> STATED PROBLEM
Recast the lines of the material, starting at its first line and ending at the line that contains "Please outline every instance of the person", as a numbered list, omitting blank lines and any picture, and include no other lines.

####

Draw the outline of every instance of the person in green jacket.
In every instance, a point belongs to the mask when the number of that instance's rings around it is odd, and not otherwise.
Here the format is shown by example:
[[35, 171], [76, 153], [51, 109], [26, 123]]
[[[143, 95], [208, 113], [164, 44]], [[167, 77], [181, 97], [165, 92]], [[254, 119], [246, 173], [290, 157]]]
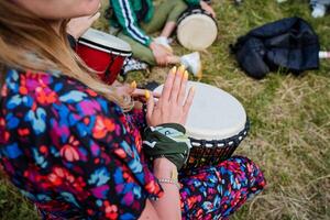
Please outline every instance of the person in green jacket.
[[[200, 6], [216, 16], [213, 9], [200, 0], [163, 0], [154, 7], [152, 0], [110, 0], [110, 25], [116, 35], [130, 43], [133, 56], [148, 65], [184, 64], [196, 76], [201, 74], [199, 53], [182, 57], [174, 55], [168, 37], [176, 28], [178, 16], [188, 6]], [[161, 31], [152, 38], [148, 34]]]

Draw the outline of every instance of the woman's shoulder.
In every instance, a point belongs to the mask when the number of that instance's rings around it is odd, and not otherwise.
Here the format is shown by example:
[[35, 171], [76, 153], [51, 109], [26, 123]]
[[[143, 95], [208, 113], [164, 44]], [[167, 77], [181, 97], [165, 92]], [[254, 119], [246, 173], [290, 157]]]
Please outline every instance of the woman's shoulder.
[[[24, 99], [34, 106], [53, 105], [84, 105], [94, 102], [100, 108], [120, 108], [102, 96], [98, 95], [86, 85], [75, 78], [63, 75], [59, 72], [30, 72], [9, 69], [6, 74], [1, 97], [14, 103], [21, 103], [18, 99]], [[33, 103], [32, 103], [33, 102]], [[30, 107], [28, 105], [28, 107]]]

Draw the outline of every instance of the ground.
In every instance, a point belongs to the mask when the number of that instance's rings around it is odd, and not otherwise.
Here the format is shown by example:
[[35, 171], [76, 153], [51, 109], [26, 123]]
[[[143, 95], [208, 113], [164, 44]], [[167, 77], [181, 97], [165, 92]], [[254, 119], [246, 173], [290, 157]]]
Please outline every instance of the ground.
[[[105, 0], [107, 2], [107, 0]], [[266, 22], [298, 15], [319, 34], [321, 48], [330, 50], [330, 14], [312, 19], [307, 1], [213, 0], [219, 38], [201, 53], [201, 81], [235, 96], [251, 119], [249, 136], [235, 154], [252, 158], [264, 170], [266, 189], [244, 205], [231, 219], [330, 219], [330, 61], [319, 70], [296, 77], [285, 72], [263, 80], [249, 78], [229, 53], [238, 36]], [[106, 30], [107, 22], [96, 24]], [[175, 50], [185, 51], [175, 43]], [[166, 74], [133, 73], [127, 79], [140, 84], [162, 82]], [[195, 80], [191, 78], [191, 80]], [[36, 219], [33, 206], [0, 179], [0, 219]]]

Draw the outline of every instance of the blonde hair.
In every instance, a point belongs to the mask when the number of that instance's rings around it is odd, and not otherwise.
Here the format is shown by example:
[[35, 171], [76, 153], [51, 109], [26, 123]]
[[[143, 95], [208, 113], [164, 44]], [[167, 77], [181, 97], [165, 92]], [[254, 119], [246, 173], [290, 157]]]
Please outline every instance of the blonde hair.
[[[118, 103], [124, 111], [132, 109], [129, 95], [119, 95], [114, 87], [98, 80], [96, 74], [69, 48], [66, 24], [67, 21], [62, 23], [58, 34], [46, 21], [10, 1], [0, 0], [0, 70], [4, 67], [61, 70]], [[32, 62], [29, 54], [35, 55], [37, 62]], [[0, 85], [3, 74], [0, 73]]]

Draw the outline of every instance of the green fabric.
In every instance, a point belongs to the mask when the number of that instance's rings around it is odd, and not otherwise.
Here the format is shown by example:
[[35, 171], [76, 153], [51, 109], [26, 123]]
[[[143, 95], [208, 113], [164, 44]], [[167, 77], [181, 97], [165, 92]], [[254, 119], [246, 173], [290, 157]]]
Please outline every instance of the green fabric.
[[[140, 32], [140, 35], [144, 36], [144, 40], [134, 36], [134, 34], [130, 34], [129, 28], [125, 26], [125, 15], [120, 7], [119, 1], [120, 0], [111, 0], [114, 15], [119, 21], [118, 23], [112, 20], [111, 25], [122, 28], [122, 31], [120, 31], [117, 36], [131, 45], [133, 57], [146, 62], [152, 66], [156, 65], [156, 59], [148, 47], [152, 40], [150, 36], [147, 36], [147, 34], [153, 34], [157, 31], [161, 31], [166, 22], [177, 21], [178, 16], [187, 9], [187, 3], [199, 3], [199, 0], [164, 0], [155, 8], [152, 8], [152, 10], [146, 13], [145, 19], [140, 23], [138, 23], [135, 14], [132, 14], [134, 20], [132, 25], [134, 25], [134, 28]], [[141, 9], [141, 0], [128, 0], [128, 2], [135, 12]], [[147, 2], [152, 1], [147, 0]]]
[[189, 156], [190, 141], [183, 125], [166, 123], [147, 128], [143, 133], [143, 151], [150, 160], [166, 157], [179, 170]]
[[[150, 22], [141, 22], [140, 26], [146, 34], [161, 31], [166, 22], [177, 21], [178, 16], [187, 9], [187, 4], [183, 0], [165, 0], [155, 7], [155, 15]], [[155, 66], [156, 59], [148, 44], [141, 44], [134, 37], [121, 31], [117, 35], [121, 40], [128, 42], [133, 52], [133, 56], [140, 61]], [[148, 42], [150, 43], [150, 42]]]
[[123, 32], [120, 32], [117, 36], [131, 45], [134, 57], [139, 58], [140, 61], [146, 62], [152, 66], [155, 66], [157, 64], [153, 52], [147, 46], [140, 44]]
[[[148, 22], [154, 14], [152, 0], [145, 0], [147, 3], [147, 12], [142, 21]], [[112, 8], [112, 19], [110, 24], [114, 28], [121, 28], [124, 34], [131, 36], [136, 42], [148, 46], [151, 37], [140, 28], [136, 14], [142, 9], [141, 0], [110, 0]]]
[[155, 13], [151, 21], [140, 23], [141, 28], [147, 34], [161, 31], [166, 22], [176, 22], [187, 8], [183, 0], [164, 0], [155, 7]]

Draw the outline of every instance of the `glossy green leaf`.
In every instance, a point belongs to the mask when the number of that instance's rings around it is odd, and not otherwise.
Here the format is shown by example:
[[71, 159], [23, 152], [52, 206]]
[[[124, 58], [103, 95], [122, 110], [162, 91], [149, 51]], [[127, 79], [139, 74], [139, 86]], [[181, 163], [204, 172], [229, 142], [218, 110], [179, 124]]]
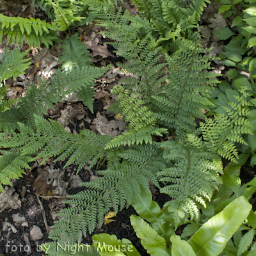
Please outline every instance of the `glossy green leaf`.
[[136, 236], [141, 239], [141, 244], [148, 254], [152, 256], [171, 256], [171, 252], [166, 248], [164, 238], [150, 227], [148, 223], [141, 217], [135, 215], [131, 215], [130, 220]]
[[240, 256], [243, 252], [247, 251], [248, 248], [252, 244], [254, 237], [254, 230], [249, 230], [241, 239], [238, 247], [237, 256]]
[[188, 241], [198, 256], [217, 256], [249, 214], [252, 205], [240, 196], [204, 223]]
[[146, 190], [141, 186], [141, 193], [136, 195], [136, 201], [132, 202], [131, 205], [141, 218], [151, 223], [153, 228], [163, 236], [167, 243], [170, 241], [171, 236], [175, 234], [174, 230], [163, 218], [165, 214], [157, 203], [152, 201], [149, 189]]
[[115, 235], [100, 234], [93, 237], [93, 245], [102, 256], [140, 256], [130, 240], [118, 239]]
[[179, 236], [171, 237], [172, 256], [196, 256], [192, 247], [186, 241], [181, 240]]

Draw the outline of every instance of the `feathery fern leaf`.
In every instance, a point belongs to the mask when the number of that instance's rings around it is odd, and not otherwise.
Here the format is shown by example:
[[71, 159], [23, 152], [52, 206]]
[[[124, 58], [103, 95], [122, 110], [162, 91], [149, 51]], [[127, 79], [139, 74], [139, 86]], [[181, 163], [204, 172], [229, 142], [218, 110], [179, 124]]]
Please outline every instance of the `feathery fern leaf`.
[[19, 48], [10, 51], [6, 48], [0, 64], [0, 80], [7, 80], [13, 77], [13, 79], [21, 74], [25, 74], [25, 70], [28, 68], [31, 62], [28, 62], [30, 59], [24, 59], [29, 50], [20, 52]]
[[79, 40], [77, 34], [73, 35], [70, 38], [66, 38], [63, 44], [60, 48], [63, 48], [64, 51], [61, 53], [59, 60], [60, 63], [64, 63], [62, 69], [67, 70], [74, 66], [81, 68], [92, 63], [90, 61], [90, 52]]
[[42, 157], [45, 161], [52, 156], [58, 156], [54, 161], [68, 157], [65, 167], [72, 163], [78, 164], [77, 172], [85, 164], [92, 160], [91, 168], [99, 159], [105, 156], [104, 148], [111, 140], [111, 136], [100, 136], [92, 132], [84, 130], [79, 134], [67, 133], [59, 123], [44, 118], [35, 118], [36, 132], [34, 129], [19, 123], [20, 133], [12, 132], [9, 138], [2, 134], [0, 147], [19, 147], [22, 154], [35, 154], [42, 149], [35, 158]]
[[39, 19], [25, 19], [11, 17], [0, 14], [0, 43], [3, 35], [7, 35], [8, 45], [12, 39], [12, 44], [20, 42], [23, 45], [23, 36], [25, 36], [29, 46], [40, 46], [42, 41], [47, 47], [52, 45], [52, 41], [58, 40], [58, 35], [54, 33], [57, 27], [54, 24], [50, 24]]
[[252, 127], [246, 117], [252, 115], [248, 106], [252, 102], [247, 100], [251, 94], [243, 86], [238, 91], [241, 95], [234, 95], [236, 102], [228, 102], [228, 107], [223, 107], [225, 114], [216, 115], [213, 119], [207, 118], [205, 123], [200, 122], [204, 143], [202, 138], [189, 136], [189, 140], [194, 145], [204, 144], [205, 151], [218, 153], [223, 158], [237, 162], [238, 152], [236, 143], [247, 145], [243, 134], [253, 134]]
[[116, 212], [128, 207], [140, 186], [148, 189], [151, 180], [159, 187], [156, 173], [164, 167], [161, 150], [154, 145], [132, 147], [118, 154], [124, 161], [118, 166], [98, 171], [104, 177], [84, 182], [88, 189], [69, 196], [66, 203], [72, 207], [58, 214], [63, 218], [54, 223], [51, 239], [75, 242], [82, 233], [86, 236], [87, 230], [92, 233], [97, 221], [101, 225], [111, 207]]
[[84, 66], [74, 68], [68, 72], [58, 70], [51, 83], [45, 79], [38, 79], [39, 86], [31, 84], [25, 96], [19, 99], [16, 106], [4, 113], [0, 113], [0, 130], [8, 132], [19, 129], [18, 122], [31, 127], [35, 127], [34, 114], [47, 114], [47, 108], [54, 109], [52, 103], [61, 102], [62, 98], [72, 92], [79, 91], [78, 96], [84, 104], [93, 112], [94, 81], [102, 76], [109, 67], [99, 68]]
[[12, 186], [11, 179], [19, 179], [25, 174], [24, 169], [29, 168], [28, 162], [33, 157], [29, 154], [21, 155], [17, 148], [0, 150], [0, 192], [4, 192], [3, 185]]
[[111, 140], [106, 148], [125, 146], [134, 144], [152, 144], [152, 135], [163, 136], [163, 133], [167, 133], [164, 128], [157, 128], [155, 125], [156, 118], [153, 116], [153, 112], [148, 109], [147, 106], [143, 106], [143, 101], [138, 99], [136, 95], [129, 95], [127, 90], [116, 86], [112, 90], [113, 94], [117, 94], [117, 100], [122, 108], [122, 114], [125, 115], [126, 122], [129, 123], [130, 130]]
[[[76, 50], [77, 51], [77, 50]], [[81, 65], [83, 63], [81, 62]], [[92, 113], [93, 113], [93, 103], [94, 100], [95, 80], [102, 76], [110, 66], [99, 68], [90, 65], [74, 66], [70, 70], [57, 72], [51, 81], [52, 87], [54, 84], [63, 88], [68, 88], [67, 90], [61, 89], [67, 95], [70, 92], [79, 92], [78, 97], [83, 100], [84, 106], [87, 106]]]
[[163, 158], [173, 163], [157, 175], [159, 181], [168, 184], [160, 189], [161, 193], [173, 198], [164, 207], [173, 212], [177, 228], [185, 217], [198, 217], [198, 204], [206, 207], [205, 200], [211, 200], [221, 183], [221, 161], [218, 155], [202, 152], [190, 143], [164, 141], [159, 147], [164, 149]]

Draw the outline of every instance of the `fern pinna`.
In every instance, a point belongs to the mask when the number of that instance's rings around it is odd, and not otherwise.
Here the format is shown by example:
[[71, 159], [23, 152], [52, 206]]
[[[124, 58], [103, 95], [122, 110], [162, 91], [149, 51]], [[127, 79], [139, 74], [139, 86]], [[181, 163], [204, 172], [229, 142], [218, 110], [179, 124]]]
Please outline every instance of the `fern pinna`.
[[166, 184], [160, 191], [173, 199], [164, 207], [173, 212], [177, 228], [185, 217], [198, 218], [200, 205], [206, 207], [205, 201], [211, 200], [221, 184], [222, 163], [217, 154], [189, 143], [164, 141], [159, 147], [164, 150], [163, 158], [170, 161], [168, 168], [157, 173], [159, 181]]
[[[19, 152], [33, 156], [33, 160], [43, 157], [46, 161], [52, 156], [56, 157], [56, 161], [68, 157], [64, 167], [74, 163], [79, 166], [78, 171], [88, 161], [92, 161], [90, 168], [98, 161], [107, 161], [107, 170], [99, 172], [102, 177], [84, 183], [87, 189], [71, 196], [67, 201], [72, 207], [60, 213], [63, 218], [55, 223], [55, 229], [50, 235], [54, 240], [75, 242], [82, 234], [86, 236], [87, 230], [92, 232], [96, 222], [101, 223], [111, 207], [117, 212], [128, 206], [140, 188], [148, 189], [149, 180], [159, 188], [159, 180], [165, 183], [161, 191], [174, 199], [166, 207], [176, 214], [177, 226], [182, 218], [196, 216], [199, 203], [204, 205], [206, 200], [211, 199], [219, 182], [221, 166], [214, 153], [204, 154], [200, 151], [200, 145], [189, 143], [185, 136], [181, 143], [175, 139], [160, 147], [154, 136], [173, 130], [175, 135], [195, 130], [195, 117], [204, 117], [200, 109], [207, 109], [211, 104], [207, 97], [211, 86], [216, 83], [214, 79], [210, 79], [214, 75], [207, 70], [211, 58], [204, 56], [198, 41], [193, 43], [182, 39], [177, 26], [172, 35], [173, 53], [166, 56], [167, 61], [163, 61], [163, 47], [157, 47], [148, 21], [132, 17], [127, 11], [122, 13], [121, 8], [116, 12], [109, 1], [83, 2], [97, 17], [98, 24], [108, 29], [104, 33], [114, 40], [109, 44], [116, 49], [116, 54], [127, 60], [120, 65], [124, 72], [130, 74], [122, 81], [127, 89], [116, 86], [113, 92], [118, 95], [118, 109], [129, 123], [128, 132], [116, 138], [100, 136], [87, 131], [78, 134], [68, 134], [60, 124], [44, 120], [42, 113], [45, 109], [43, 109], [37, 113], [41, 113], [41, 116], [32, 118], [32, 124], [17, 124], [19, 132], [9, 129], [8, 134], [1, 134], [0, 147], [18, 147]], [[87, 62], [88, 54], [84, 49], [79, 54], [83, 43], [77, 37], [67, 40], [70, 41], [63, 45], [65, 50], [61, 58], [67, 64], [64, 70], [58, 71], [49, 82], [43, 81], [42, 84], [40, 82], [38, 88], [31, 86], [31, 92], [44, 92], [47, 99], [40, 98], [35, 102], [38, 104], [33, 102], [33, 104], [48, 106], [58, 100], [64, 92], [85, 88], [85, 93], [80, 96], [83, 99], [84, 95], [84, 104], [92, 110], [93, 89], [90, 87], [108, 67], [100, 69], [84, 65], [81, 58], [85, 57]], [[78, 54], [77, 51], [70, 54], [77, 49]], [[70, 56], [70, 63], [67, 63]], [[51, 95], [53, 88], [56, 93]], [[29, 96], [29, 90], [27, 93]], [[56, 93], [58, 96], [54, 99]], [[22, 102], [29, 106], [26, 103], [28, 99], [21, 99], [20, 106]], [[18, 113], [15, 109], [11, 110]], [[32, 116], [35, 112], [31, 111], [29, 115]], [[177, 156], [181, 152], [186, 154]], [[189, 157], [186, 158], [188, 152]], [[196, 180], [198, 173], [202, 177]], [[172, 187], [168, 182], [172, 182]], [[197, 186], [200, 188], [195, 188]], [[182, 191], [182, 198], [177, 195], [179, 190]]]
[[164, 164], [157, 147], [133, 146], [118, 156], [124, 159], [121, 164], [98, 171], [102, 177], [83, 183], [88, 189], [66, 201], [72, 206], [58, 214], [63, 218], [52, 227], [51, 239], [75, 242], [82, 233], [84, 236], [87, 230], [91, 234], [97, 222], [101, 226], [111, 207], [116, 213], [128, 207], [140, 193], [140, 186], [147, 188], [150, 180], [159, 188], [156, 173]]
[[25, 74], [25, 70], [29, 67], [30, 59], [24, 59], [28, 52], [26, 51], [21, 52], [19, 48], [10, 51], [9, 49], [4, 51], [4, 54], [0, 64], [0, 115], [1, 113], [10, 109], [10, 106], [13, 105], [17, 100], [6, 100], [8, 86], [6, 80], [13, 77], [16, 79], [18, 76]]
[[42, 42], [48, 47], [52, 45], [52, 41], [58, 39], [55, 32], [57, 27], [39, 19], [10, 17], [0, 14], [0, 43], [3, 35], [7, 35], [6, 45], [12, 39], [12, 44], [20, 42], [22, 47], [24, 36], [29, 46], [40, 47]]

####

> SOLUTION FOR THIS EXERCISE
1. Draw the outline of every instance of the person in green jacket.
2. In every instance, a point belongs to the mask when the number of that instance's rings around it is odd, and not otherwise.
3. Here the format is shown by example:
4. [[35, 171], [76, 153], [51, 109], [26, 123]]
5. [[[143, 95], [208, 113], [164, 44]], [[167, 77], [181, 97], [165, 92]], [[254, 119], [246, 173], [290, 157]]]
6. Please outline every instance of the person in green jacket.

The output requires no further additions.